• **EXERCISE SET**
1. Can you rewrite the paragraph of the Lake Worth Lagoon text that begins "The cause of the algal blooms" as a short list of its main facts?
2. Would you echo the Lake Worth Lagoon text word for word, starting with "The Lake Worth Lagoon runs" and going on through "of Lake Worth."?

BEGIN DOCUMENT EXTRACT

The Lake Worth Lagoon runs parallel to the Atlantic coast of Palm Beach County, Florida, east of where Lake Okeechobee sits in the center of the state. As part of the intracoastal waterway, the Lake Worth Lagoon is home to endangered Florida manatees, many species of wading and song birds, juvenile sea turtles, oyster beds, and more.
So far this year, the lagoon has been spared from the kind of substantial toxic algae events seen there in the past. The cyanobacterial contamination currently present in the lagoon is nothing compared to the matted-green muck on the Caloosahatchee River to the west of Lake Okeechobee, or in Stuart, north of Lake Worth.
The cause of the algal blooms has long been up for debate. Most experts point to a number of contributing factors, including construction that has staunched the natural southward flow of the Everglades. Another widely recognized culprit is agricultural runoff. Phosphorus and nitrogen from agricultural products, when introduced to the water supply, essentially fertilize the cyanobacterial blooms. Combined with an influx of fresh water from Lake Okeechobee, algal blooms have been thriving in previously brackish estuaries where they couldn’t have grown before.
Protecting the population of South Florida is of the highest importance for Diaz, as it is for John Cassani, the Calusa Waterkeeper, who keeps watch over the Caloosahatchee River. Both have been pushing to increase funding for the state of Florida’s Harmful Algal Bloom Task Force, which, according to state statute, would organize the “research, detection, monitoring, prediction, mitigation, and control of harmful algal blooms in Florida.”

END DOCUMENT EXTRACT
BEGIN DATA EXTRACT

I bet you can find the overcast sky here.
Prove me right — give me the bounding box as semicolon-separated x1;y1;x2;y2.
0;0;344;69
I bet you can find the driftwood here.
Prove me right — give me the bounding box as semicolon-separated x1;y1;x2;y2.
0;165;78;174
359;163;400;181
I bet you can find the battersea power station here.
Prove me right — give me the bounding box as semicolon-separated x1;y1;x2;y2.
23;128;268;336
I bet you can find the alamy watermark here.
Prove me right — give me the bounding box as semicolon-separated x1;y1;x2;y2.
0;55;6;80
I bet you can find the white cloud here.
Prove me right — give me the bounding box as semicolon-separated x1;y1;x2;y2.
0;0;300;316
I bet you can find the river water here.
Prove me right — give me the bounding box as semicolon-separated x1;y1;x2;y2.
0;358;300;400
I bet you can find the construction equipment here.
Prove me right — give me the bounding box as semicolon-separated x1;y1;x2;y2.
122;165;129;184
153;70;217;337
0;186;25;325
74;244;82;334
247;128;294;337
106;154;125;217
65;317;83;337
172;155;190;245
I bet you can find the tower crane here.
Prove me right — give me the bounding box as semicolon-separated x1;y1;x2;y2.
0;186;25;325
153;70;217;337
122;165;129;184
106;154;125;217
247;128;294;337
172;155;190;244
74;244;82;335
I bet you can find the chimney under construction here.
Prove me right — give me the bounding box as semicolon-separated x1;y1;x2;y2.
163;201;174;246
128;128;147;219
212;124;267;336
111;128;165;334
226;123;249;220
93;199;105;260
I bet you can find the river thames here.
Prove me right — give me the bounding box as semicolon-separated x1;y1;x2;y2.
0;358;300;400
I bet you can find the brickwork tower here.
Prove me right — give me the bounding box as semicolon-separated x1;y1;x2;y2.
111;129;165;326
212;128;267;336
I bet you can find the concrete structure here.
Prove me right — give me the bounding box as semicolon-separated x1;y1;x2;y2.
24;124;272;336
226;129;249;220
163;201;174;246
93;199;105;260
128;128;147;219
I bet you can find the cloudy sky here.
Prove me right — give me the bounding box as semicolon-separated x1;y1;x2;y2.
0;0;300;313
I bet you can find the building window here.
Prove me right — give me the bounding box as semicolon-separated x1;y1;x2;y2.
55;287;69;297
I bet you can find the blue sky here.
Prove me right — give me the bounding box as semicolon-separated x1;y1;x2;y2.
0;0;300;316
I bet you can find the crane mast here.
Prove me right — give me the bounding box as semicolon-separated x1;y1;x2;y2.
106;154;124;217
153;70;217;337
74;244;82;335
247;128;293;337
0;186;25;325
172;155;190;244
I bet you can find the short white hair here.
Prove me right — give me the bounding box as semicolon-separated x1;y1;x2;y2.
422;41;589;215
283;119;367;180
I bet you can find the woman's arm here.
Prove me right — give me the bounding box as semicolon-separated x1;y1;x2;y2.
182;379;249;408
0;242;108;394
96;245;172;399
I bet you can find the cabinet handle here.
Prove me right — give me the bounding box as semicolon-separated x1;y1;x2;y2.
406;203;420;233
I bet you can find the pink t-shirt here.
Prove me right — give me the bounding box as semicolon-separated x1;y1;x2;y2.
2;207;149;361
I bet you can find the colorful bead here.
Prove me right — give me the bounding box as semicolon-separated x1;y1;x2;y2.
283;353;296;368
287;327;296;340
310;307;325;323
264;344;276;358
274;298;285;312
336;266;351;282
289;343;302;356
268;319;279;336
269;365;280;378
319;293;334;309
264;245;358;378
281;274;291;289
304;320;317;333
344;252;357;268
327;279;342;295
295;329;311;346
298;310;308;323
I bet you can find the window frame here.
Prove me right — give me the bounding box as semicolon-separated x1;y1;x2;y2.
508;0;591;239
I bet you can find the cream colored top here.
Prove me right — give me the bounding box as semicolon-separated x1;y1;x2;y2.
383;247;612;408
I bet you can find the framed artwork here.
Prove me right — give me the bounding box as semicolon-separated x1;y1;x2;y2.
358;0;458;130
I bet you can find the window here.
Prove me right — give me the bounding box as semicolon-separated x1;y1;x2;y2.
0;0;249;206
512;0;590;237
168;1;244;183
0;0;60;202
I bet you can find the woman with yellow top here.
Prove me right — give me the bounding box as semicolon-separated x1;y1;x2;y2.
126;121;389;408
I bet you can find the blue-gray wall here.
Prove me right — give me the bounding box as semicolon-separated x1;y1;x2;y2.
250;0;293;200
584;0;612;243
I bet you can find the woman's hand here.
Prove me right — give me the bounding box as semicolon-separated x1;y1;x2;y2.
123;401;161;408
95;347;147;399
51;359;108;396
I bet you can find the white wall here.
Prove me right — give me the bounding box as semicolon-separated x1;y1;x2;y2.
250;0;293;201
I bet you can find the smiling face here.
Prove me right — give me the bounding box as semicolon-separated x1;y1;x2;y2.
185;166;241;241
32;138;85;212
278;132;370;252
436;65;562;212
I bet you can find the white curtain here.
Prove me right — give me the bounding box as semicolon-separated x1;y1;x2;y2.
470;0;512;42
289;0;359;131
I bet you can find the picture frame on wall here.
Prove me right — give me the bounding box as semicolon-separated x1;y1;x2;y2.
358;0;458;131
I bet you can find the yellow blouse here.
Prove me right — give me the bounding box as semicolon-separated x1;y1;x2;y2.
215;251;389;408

END DATA EXTRACT

• **RESPONSE LIST**
1.
- The cause of the algal blooms has long been debated.
- Most experts point to several contributing factors.
- One factor is construction that has stopped the natural southward flow of the Everglades.
- Another widely recognized factor is agricultural runoff. Phosphorus and nitrogen from agricultural products enter the water supply and fertilize the cyanobacterial blooms.
- An influx of fresh water from Lake Okeechobee also contributes. Blooms now thrive in formerly brackish estuaries where they couldn't have grown before.

2.
The Lake Worth Lagoon runs parallel to the Atlantic coast of Palm Beach County, Florida, east of where Lake Okeechobee sits in the center of the state. As part of the intracoastal waterway, the Lake Worth Lagoon is home to endangered Florida manatees, many species of wading and song birds, juvenile sea turtles, oyster beds, and more.
So far this year, the lagoon has been spared from the kind of substantial toxic algae events seen there in the past. The cyanobacterial contamination currently present in the lagoon is nothing compared to the matted-green muck on the Caloosahatchee River to the west of Lake Okeechobee, or in Stuart, north of Lake Worth.